Passage to read:
[Start of section]
Arctic Blast quickly slips into the regular formula charted out by these other Syfy Channel disaster films. There are all the familiar characters – the scientist with the radical/discredited theory who could save the world if everybody would believe him; the sceptical authority figures who later become the other cliche of the authorities who sanction a radical military solution that will cause mass devastation, leaving the hero having to fight for his alternate and less harmful theory; the hero having to venture out into the midst of the catastrophe at a crucial moment to find medicine to save someone’s life; a teeth-gritting countdown to the seconds over the launch of the risky, untested solution that will save the world.
The film has much in the way of cheap effects (another hallmark of the Syfy Channel disaster movie) that mostly consist of a white cloud passing over places, people and objects and leaving them covered in frost. The film is dully placed together and the drama grinds to an indifferent conclusion.
[End of section]
Work task 1:
Sum up the Arctic Blast review in two sentences.
Work task 2:
Carry on the Arctic Blast review from its final sentence.

[Records from a dataset]
[Start of section]
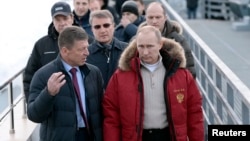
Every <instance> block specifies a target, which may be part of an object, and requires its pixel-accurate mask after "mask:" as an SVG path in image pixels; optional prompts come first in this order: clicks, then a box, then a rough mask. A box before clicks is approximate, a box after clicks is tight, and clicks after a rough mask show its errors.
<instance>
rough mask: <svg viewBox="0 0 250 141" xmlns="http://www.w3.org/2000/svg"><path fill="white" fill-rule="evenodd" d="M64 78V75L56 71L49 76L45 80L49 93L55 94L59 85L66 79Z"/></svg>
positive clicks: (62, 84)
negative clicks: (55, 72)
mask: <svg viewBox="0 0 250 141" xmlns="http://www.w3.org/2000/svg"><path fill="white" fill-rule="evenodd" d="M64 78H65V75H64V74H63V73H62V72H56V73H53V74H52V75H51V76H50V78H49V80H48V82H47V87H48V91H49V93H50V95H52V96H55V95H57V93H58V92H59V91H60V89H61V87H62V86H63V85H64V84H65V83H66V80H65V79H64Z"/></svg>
[End of section]
[Start of section]
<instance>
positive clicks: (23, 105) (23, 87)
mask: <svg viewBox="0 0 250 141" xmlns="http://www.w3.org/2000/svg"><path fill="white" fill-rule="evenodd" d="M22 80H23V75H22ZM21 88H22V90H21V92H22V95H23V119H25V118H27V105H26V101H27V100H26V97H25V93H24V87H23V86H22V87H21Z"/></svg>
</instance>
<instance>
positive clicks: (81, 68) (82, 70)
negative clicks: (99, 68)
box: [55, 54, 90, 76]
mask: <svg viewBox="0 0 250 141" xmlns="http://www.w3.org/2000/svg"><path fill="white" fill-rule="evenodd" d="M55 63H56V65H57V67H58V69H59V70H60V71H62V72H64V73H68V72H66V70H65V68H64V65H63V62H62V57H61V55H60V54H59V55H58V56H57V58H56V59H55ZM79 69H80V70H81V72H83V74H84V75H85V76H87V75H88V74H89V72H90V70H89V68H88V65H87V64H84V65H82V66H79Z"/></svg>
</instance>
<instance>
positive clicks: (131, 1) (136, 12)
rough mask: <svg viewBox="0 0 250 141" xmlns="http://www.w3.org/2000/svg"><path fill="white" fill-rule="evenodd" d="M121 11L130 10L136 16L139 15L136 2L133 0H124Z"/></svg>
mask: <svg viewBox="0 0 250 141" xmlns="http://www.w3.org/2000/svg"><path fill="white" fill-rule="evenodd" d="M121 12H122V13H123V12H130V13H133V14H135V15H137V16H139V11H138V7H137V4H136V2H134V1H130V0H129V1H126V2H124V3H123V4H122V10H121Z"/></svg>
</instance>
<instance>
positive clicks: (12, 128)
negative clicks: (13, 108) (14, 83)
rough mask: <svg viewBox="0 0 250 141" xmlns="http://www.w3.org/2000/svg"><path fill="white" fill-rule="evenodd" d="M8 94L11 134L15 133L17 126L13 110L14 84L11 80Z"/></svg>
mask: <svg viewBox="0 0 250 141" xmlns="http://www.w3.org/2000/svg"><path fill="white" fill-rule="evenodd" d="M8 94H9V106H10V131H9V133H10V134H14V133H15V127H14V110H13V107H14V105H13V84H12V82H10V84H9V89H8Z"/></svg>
[End of section]
Written response 1:
Arctic Blast follows the usual pattern of Syfy Channel disaster films, complete with familiar stock characters like the scientist no one believes, the doubtful officials who later back a destructive military fix, and a tense countdown to an untested rescue plan. Its cheap effects mostly show a white cloud leaving things covered in frost, and the dull drama grinds to an indifferent end.

Written response 2:
The other major quibble I would have is with the dubious science used to justify all of this. The opening credits mention how the coldest place on earth is the ozone layer, which is 140 degrees below zero. Although a quick Google on the temperature of the ozone layer fails to dig up any facts that support this – what the writers seem to have confused this with is the mesosphere, which reaches around 100 degrees below zero, whereas the ozone layer is located in the atmospheric region beneath this known as the stratosphere. This is then extrapolated to suggest that a hole in the ozone layer would allow a super-cold wavefront to come down and freeze everything in its path.
There are some problems with this. The most obvious of these is one of basic home chemistry. The reality would be akin to what would happen when a glass of ice water is placed at room temperature – and that is that over time the ice water warms up to the mean temperature of its surrounding environment. The same would happen in Hobart, Australia – where another quick Google shows me that the average temperature for the city ranges between the early twenties and rarely below ten degrees Celsius. So basically the cold front in its trip down from the ozone layer (some 10-15 miles) and certainly by the time it reaches the reasonably temperate Tasmania would have a good deal of time to warm up. The longer that such air stayed there and progressed inland, the warmer it would become to the point it would be indistinguishable from a mild breeze on a warm day.